### PROBLEM TO SOLVE
Print, exactly as given, each line of the data from the line containing "is the cloud?" up to and including its last line.

### SUPPLIED INFORMATION
• • •
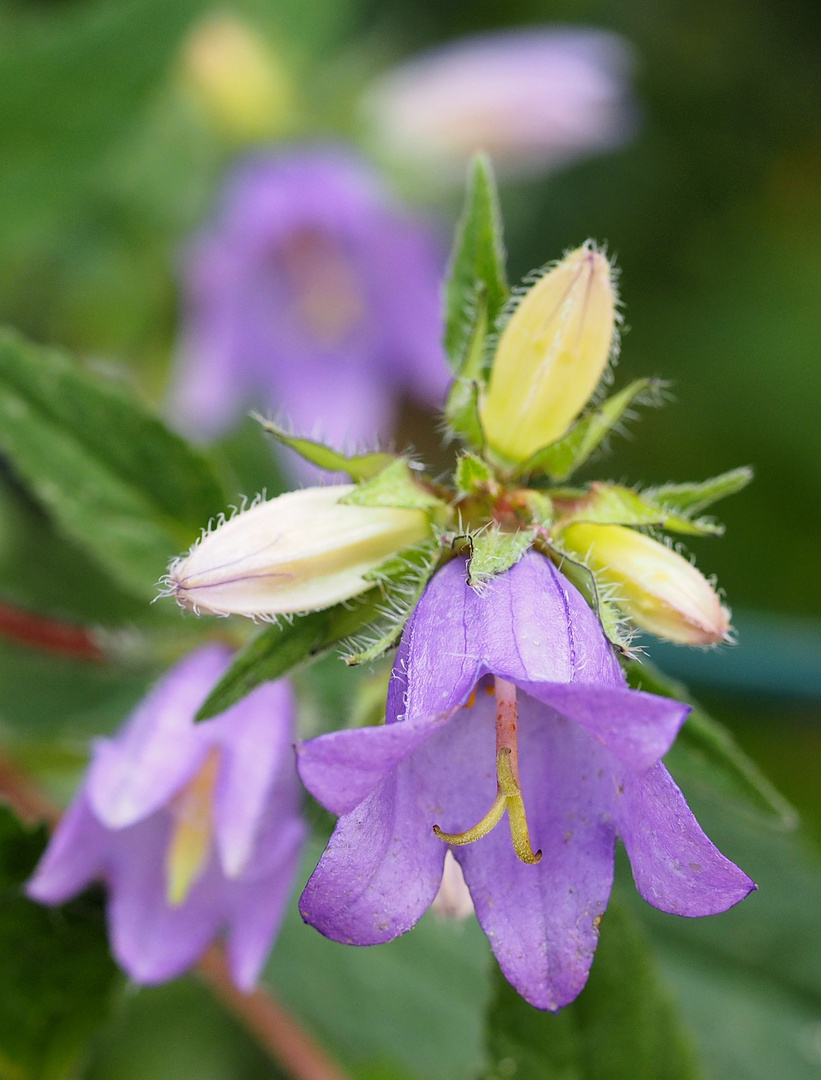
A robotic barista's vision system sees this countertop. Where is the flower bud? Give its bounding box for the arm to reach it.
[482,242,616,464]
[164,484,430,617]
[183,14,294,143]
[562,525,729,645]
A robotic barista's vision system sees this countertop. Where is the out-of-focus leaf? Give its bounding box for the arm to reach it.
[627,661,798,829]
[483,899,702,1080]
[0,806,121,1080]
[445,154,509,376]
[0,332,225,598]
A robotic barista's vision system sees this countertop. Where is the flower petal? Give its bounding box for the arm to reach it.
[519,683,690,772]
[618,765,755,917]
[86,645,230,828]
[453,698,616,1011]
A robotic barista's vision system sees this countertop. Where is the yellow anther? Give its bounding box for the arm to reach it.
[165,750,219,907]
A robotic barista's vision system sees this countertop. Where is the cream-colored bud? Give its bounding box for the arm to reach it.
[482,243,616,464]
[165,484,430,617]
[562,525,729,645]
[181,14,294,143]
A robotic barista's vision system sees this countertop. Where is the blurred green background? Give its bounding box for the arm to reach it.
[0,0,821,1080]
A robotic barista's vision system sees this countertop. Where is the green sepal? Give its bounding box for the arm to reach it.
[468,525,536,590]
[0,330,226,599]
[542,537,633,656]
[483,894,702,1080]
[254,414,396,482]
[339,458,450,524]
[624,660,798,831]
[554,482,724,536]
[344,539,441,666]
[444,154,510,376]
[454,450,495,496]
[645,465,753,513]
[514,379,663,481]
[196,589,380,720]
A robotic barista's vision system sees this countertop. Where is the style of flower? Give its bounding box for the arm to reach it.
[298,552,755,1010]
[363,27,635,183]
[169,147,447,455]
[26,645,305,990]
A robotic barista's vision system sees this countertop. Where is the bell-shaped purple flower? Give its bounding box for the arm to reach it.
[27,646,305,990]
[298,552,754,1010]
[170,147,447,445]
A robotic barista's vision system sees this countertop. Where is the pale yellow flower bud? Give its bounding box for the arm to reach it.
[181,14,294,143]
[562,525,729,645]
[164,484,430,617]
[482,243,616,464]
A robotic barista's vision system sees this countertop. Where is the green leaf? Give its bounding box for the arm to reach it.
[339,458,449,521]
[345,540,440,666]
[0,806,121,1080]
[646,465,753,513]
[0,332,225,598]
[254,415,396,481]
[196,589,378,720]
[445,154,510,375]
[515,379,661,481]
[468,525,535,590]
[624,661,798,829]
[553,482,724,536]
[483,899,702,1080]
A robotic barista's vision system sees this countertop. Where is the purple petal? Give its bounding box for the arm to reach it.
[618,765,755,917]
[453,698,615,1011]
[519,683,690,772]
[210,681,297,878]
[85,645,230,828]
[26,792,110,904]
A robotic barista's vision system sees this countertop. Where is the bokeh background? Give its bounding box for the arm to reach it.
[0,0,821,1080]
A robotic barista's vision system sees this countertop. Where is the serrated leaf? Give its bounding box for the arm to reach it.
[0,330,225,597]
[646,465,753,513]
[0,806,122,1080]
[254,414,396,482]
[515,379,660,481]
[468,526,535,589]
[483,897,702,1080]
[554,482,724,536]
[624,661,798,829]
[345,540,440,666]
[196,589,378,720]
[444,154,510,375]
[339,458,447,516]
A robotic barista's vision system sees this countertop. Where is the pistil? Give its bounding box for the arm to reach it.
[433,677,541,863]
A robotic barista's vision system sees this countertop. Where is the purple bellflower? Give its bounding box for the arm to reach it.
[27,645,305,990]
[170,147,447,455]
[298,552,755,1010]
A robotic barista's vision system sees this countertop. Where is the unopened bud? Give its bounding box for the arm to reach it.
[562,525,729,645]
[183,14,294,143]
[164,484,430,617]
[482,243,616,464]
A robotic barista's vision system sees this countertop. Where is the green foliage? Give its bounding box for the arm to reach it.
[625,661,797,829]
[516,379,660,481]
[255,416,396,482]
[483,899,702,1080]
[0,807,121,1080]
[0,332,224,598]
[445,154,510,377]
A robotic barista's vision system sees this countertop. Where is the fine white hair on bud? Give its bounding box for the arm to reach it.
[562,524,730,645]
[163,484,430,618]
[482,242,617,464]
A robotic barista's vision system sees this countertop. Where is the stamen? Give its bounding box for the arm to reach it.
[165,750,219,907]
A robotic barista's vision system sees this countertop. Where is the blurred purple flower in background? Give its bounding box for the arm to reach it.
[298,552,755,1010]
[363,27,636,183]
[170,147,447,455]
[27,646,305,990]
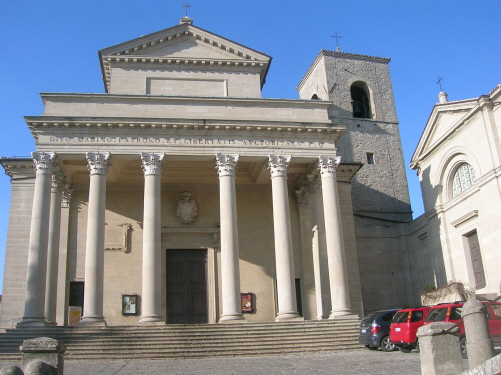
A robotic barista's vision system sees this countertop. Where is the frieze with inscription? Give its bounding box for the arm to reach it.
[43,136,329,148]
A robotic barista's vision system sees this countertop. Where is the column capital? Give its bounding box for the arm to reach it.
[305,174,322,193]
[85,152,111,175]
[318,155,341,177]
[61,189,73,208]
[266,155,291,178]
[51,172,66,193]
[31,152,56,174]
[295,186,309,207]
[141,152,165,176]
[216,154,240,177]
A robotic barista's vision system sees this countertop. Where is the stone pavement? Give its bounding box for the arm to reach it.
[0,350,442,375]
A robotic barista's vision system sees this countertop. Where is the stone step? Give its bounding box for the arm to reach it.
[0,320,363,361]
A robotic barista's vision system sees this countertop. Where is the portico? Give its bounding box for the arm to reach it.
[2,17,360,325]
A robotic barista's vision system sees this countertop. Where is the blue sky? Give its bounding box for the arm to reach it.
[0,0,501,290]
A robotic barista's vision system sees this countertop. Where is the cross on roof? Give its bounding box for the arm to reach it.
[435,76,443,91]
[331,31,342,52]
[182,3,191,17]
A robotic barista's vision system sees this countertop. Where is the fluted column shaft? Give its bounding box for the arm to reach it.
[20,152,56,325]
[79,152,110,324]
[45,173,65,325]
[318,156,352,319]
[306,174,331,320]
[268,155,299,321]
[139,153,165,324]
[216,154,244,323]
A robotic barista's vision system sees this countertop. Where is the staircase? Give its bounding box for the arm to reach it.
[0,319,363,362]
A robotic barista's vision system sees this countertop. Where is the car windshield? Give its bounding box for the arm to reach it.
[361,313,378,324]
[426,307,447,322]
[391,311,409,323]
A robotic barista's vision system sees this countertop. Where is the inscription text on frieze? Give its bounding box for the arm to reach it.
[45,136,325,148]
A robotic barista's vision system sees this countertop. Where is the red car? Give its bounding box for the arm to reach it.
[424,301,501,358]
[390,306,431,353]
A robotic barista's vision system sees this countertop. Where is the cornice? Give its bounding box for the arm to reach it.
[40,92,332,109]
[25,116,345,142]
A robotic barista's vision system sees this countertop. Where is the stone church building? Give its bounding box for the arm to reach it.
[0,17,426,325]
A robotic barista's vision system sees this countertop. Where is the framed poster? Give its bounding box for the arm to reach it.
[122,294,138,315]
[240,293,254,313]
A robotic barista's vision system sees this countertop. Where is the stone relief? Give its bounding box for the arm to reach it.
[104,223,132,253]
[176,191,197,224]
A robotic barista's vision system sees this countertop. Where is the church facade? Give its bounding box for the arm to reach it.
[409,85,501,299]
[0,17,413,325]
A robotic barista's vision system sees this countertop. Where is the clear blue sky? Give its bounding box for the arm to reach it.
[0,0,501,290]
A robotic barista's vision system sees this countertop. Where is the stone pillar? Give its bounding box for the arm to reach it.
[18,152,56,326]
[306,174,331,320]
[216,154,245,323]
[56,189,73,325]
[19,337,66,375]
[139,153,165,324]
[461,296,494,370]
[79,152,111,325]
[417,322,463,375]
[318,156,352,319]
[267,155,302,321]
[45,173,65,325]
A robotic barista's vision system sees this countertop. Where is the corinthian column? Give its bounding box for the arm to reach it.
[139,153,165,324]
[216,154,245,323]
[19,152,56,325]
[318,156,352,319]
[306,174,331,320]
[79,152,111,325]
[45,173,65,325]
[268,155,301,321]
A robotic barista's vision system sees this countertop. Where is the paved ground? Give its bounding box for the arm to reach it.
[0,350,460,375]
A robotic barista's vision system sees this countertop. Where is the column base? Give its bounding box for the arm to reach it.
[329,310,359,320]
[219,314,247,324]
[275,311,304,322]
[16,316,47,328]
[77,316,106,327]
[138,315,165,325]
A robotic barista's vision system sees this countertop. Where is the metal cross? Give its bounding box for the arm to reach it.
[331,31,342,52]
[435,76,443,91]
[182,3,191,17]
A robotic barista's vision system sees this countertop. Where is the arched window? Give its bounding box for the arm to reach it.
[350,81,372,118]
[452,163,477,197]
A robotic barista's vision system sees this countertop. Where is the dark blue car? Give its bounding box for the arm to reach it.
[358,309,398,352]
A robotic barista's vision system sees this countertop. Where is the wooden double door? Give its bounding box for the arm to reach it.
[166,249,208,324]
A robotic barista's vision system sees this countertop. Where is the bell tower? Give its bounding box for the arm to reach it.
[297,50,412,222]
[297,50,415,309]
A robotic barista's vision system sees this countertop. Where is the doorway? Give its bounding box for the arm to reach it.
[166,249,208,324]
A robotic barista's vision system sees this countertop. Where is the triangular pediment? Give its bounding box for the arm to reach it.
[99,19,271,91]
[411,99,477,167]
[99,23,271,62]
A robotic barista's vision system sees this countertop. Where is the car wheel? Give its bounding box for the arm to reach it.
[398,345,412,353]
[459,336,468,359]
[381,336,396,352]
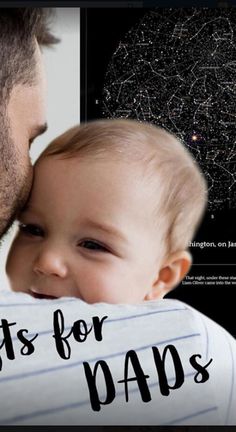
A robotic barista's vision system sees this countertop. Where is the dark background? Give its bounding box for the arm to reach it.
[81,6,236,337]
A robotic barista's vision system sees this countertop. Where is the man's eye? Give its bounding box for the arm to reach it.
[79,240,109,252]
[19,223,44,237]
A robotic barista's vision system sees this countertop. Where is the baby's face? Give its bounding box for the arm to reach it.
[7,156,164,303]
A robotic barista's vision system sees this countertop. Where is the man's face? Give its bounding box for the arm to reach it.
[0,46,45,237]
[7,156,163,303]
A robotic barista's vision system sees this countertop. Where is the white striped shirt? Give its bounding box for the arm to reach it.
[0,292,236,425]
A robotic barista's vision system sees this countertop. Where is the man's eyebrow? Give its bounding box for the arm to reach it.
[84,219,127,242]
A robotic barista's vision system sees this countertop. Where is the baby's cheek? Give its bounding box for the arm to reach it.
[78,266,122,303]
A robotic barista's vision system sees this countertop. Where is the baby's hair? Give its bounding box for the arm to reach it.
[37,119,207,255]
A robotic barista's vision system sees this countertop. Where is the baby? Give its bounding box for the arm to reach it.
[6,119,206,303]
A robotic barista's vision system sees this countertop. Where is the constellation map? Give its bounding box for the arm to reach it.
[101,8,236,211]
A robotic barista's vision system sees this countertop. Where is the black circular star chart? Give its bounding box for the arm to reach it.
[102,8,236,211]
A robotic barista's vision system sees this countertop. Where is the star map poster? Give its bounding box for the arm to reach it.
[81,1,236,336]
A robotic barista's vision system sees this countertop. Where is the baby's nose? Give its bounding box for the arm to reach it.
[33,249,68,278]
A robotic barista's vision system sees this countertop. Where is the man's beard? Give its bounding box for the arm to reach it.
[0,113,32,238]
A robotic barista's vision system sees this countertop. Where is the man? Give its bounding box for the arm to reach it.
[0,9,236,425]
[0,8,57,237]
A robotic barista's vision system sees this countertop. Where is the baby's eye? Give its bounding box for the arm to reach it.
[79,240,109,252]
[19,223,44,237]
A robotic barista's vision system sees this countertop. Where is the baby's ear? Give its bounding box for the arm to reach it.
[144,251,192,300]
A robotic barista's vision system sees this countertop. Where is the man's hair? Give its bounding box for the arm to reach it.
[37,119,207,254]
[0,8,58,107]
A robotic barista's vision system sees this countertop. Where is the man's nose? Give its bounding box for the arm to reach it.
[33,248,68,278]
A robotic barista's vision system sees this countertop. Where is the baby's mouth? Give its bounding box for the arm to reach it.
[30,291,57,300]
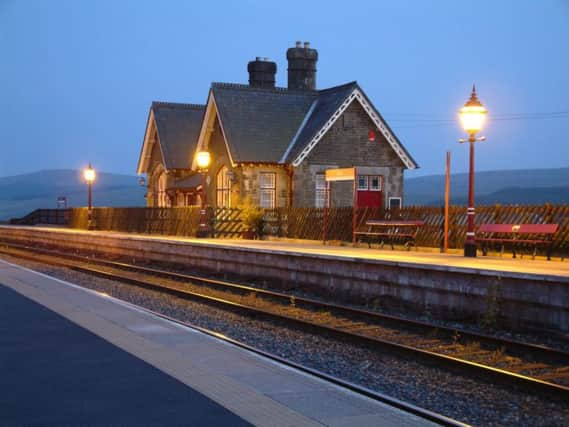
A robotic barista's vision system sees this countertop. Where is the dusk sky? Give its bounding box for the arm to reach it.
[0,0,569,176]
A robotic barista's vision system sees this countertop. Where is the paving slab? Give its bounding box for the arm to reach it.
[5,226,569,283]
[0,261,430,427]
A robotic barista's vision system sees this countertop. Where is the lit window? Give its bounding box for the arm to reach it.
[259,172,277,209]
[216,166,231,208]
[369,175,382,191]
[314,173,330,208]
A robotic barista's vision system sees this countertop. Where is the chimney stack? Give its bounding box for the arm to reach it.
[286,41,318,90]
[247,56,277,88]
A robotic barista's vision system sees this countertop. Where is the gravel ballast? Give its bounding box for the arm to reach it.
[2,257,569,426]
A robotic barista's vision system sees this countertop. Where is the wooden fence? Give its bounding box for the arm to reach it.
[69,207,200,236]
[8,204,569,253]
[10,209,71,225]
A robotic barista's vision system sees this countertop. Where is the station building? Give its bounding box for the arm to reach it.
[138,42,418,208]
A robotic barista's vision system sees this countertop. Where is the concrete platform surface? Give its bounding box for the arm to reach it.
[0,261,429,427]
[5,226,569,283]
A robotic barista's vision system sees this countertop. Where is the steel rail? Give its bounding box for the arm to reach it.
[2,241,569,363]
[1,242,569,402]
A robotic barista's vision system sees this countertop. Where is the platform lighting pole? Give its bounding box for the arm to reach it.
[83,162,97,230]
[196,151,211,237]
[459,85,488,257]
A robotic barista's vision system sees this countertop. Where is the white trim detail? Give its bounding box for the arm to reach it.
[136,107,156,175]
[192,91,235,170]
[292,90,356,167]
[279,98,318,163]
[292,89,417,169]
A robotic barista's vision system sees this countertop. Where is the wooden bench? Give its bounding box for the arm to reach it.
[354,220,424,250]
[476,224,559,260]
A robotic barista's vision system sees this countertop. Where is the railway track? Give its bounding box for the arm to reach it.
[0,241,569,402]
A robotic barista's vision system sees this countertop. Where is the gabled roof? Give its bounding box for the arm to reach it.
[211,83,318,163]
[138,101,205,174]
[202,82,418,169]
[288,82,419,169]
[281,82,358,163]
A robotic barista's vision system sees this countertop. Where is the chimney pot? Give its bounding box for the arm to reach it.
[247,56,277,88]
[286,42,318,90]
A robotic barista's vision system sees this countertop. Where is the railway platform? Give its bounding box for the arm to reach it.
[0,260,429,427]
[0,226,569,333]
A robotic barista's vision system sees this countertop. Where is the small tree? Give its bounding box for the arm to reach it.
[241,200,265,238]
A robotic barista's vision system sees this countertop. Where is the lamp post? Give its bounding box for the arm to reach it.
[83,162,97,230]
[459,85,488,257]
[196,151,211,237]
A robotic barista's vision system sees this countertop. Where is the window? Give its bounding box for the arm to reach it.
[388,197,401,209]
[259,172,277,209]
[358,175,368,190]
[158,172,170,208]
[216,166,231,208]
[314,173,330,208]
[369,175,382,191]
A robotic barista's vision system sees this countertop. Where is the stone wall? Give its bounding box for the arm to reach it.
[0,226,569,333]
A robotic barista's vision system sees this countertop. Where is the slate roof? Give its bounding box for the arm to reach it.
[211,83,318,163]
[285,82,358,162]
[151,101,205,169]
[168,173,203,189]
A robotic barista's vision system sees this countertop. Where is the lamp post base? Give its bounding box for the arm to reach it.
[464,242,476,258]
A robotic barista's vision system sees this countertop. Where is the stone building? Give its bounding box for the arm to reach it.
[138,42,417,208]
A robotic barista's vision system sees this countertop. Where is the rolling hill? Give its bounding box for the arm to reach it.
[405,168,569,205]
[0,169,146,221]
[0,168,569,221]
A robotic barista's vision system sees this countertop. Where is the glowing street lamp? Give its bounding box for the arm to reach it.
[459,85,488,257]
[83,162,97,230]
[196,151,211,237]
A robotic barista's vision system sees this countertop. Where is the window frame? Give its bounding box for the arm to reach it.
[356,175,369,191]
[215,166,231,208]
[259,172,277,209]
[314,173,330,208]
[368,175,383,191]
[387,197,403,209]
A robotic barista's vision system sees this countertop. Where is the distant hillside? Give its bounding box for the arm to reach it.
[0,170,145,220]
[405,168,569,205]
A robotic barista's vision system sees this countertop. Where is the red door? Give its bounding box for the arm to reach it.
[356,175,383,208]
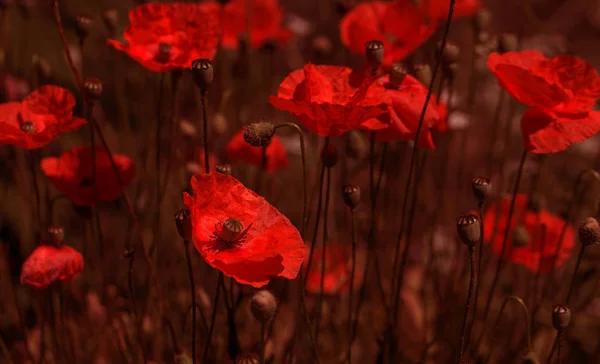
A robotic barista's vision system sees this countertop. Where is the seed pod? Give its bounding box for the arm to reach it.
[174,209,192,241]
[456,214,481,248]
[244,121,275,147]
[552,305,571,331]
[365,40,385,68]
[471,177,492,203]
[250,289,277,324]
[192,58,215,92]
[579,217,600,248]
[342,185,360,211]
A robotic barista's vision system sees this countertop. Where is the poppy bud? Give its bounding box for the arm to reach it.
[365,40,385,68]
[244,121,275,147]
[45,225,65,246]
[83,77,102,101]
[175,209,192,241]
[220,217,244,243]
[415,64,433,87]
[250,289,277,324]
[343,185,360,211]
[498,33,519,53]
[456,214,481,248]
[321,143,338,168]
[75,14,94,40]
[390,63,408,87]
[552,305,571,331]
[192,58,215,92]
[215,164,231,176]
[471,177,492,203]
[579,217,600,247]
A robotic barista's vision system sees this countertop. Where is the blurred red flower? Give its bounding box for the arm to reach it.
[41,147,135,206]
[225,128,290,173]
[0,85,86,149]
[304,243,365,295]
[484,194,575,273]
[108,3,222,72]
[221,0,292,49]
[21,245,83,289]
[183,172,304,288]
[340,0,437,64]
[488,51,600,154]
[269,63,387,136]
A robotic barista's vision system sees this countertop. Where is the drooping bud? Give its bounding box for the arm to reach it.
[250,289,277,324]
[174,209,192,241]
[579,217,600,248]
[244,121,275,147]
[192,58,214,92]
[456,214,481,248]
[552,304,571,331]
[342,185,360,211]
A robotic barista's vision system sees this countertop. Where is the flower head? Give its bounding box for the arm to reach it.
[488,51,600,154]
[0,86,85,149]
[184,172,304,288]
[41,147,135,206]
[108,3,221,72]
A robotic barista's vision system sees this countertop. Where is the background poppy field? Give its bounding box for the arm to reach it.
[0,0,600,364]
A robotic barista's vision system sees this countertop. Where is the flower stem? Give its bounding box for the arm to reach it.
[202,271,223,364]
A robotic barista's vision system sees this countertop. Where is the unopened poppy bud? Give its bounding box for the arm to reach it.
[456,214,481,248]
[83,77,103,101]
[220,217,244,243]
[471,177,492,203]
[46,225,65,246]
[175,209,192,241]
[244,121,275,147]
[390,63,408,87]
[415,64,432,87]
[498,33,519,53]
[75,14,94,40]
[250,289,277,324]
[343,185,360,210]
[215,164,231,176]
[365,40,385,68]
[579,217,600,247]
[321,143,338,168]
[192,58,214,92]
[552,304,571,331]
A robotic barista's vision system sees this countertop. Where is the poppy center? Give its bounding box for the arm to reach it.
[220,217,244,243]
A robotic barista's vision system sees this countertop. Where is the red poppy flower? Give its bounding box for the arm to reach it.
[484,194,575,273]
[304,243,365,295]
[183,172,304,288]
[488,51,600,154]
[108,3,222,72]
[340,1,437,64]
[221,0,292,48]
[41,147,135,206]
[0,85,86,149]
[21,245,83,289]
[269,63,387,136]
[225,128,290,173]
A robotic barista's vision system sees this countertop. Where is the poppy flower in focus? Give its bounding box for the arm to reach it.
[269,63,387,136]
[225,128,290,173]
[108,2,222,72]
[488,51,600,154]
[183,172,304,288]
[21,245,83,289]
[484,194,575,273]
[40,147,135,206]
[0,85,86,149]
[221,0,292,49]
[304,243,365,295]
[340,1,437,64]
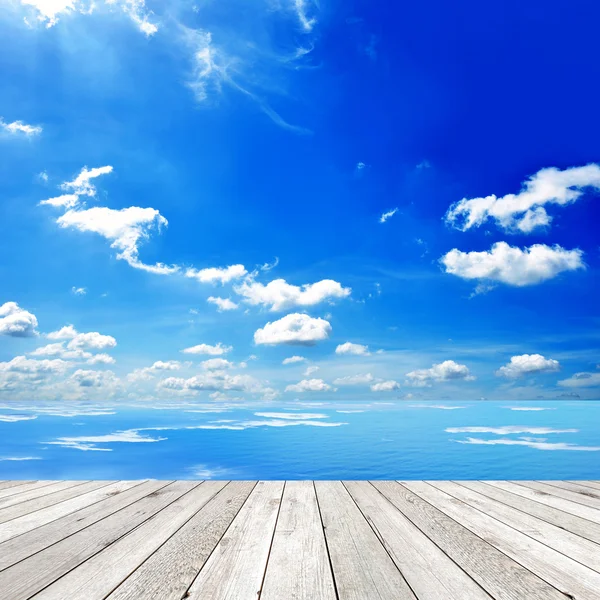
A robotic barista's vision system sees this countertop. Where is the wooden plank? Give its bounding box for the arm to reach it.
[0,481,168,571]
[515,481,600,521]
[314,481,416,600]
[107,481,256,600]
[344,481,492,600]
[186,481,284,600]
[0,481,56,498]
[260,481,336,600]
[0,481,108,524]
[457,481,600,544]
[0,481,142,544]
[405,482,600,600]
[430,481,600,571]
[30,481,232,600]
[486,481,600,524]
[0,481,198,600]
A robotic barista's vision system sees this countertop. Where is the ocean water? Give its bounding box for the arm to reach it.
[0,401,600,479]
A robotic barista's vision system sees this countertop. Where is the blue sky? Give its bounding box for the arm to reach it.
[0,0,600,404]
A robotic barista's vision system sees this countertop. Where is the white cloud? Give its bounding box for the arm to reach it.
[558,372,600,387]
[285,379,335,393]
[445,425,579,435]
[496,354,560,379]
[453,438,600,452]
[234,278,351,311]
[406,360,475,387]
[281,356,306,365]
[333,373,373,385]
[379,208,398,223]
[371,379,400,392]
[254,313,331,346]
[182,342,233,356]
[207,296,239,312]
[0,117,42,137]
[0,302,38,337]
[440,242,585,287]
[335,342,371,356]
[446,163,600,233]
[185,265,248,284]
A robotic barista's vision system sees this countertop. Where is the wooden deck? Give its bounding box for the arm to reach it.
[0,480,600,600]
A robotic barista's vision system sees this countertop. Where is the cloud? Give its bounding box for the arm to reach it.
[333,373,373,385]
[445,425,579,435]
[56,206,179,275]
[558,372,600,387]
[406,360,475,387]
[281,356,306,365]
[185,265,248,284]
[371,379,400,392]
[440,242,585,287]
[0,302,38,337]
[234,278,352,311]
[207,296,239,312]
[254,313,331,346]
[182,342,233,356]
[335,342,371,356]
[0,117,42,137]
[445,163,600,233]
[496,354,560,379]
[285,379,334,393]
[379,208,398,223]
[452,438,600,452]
• • •
### TASK ANSWER
A robotic barista's vision system sees this countertop. Where is the cloud? Give its bounding box for the arm to reach it.
[333,373,373,385]
[445,425,579,435]
[56,206,179,275]
[558,372,600,387]
[406,360,475,387]
[281,356,306,365]
[185,265,248,284]
[371,379,400,392]
[440,242,585,287]
[0,302,38,337]
[234,278,352,311]
[207,296,239,312]
[254,313,331,346]
[182,342,233,356]
[335,342,371,356]
[0,117,42,137]
[445,163,600,233]
[496,354,560,379]
[285,379,334,393]
[379,208,398,223]
[452,438,600,452]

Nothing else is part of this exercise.